**Reading passage:**
# # #

Obi also raised concerns about Nigeria’s energy deficit, noting that electricity access remains significantly lower than in Kenya, despite Nigeria’s larger economy and resource base. He added that Nigeria’s out-of-school population, estimated at about 20 million children, far exceeds Kenya’s figure of around 3.5 million.

On macroeconomic stability, Obi pointed to Kenya’s relatively stable inflation rate – averaging around 4.5 per cent in recent years – compared to Nigeria’s persistent double-digit inflation, which has remained above 15 per cent. He also cited the sharp depreciation of the naira, which has weakened from below ₦500 to over ₦1,250 per dollar within a three-year period, in contrast to Kenya’s more stable exchange rate.

The former governor further noted that despite global oil price fluctuations, Kenya has not experienced the steep increases in fuel prices seen in Nigeria, where subsidy removal has significantly raised the cost of living.

# # #

**Information shown:**
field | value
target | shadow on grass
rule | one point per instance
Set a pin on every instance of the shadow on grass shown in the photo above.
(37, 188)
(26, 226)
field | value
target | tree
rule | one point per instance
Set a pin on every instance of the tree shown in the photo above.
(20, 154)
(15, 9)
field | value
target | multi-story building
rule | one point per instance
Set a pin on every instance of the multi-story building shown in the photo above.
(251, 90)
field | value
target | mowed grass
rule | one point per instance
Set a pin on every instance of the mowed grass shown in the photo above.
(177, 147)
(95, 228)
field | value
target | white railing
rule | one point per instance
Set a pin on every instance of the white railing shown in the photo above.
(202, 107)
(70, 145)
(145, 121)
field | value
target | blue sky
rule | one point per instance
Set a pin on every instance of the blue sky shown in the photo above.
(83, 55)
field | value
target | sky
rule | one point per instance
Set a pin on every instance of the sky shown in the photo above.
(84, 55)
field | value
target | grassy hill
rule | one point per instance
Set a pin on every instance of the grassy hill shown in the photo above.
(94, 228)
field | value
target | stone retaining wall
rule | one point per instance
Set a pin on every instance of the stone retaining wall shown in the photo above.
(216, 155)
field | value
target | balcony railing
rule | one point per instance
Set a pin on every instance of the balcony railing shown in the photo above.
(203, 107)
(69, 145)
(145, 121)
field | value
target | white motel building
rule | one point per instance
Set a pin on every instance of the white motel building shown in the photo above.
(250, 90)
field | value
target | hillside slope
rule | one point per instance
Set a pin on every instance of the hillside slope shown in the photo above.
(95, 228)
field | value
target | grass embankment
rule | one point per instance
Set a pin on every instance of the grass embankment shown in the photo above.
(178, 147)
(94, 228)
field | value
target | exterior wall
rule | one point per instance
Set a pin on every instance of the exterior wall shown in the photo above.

# # #

**Short problem:** Do these statements agree with the passage on Obi's comparison of Nigeria and Kenya? (a) Kenya's out-of-school population is around 3.5 million children. (b) Nigeria's inflation has stayed below 15 per cent. (c) The naira's depreciation took place over a five-year period. Answer yes or no for each and quote the words of the passage that decide it. The items are separate material, unrelated to the passage on Obi's comparison of Nigeria and Kenya.

**Complete response:**
(a) Yes: "far exceeds Kenya’s figure of around 3.5 million"
(b) No: "which has remained above 15 per cent"
(c) No: "within a three-year period"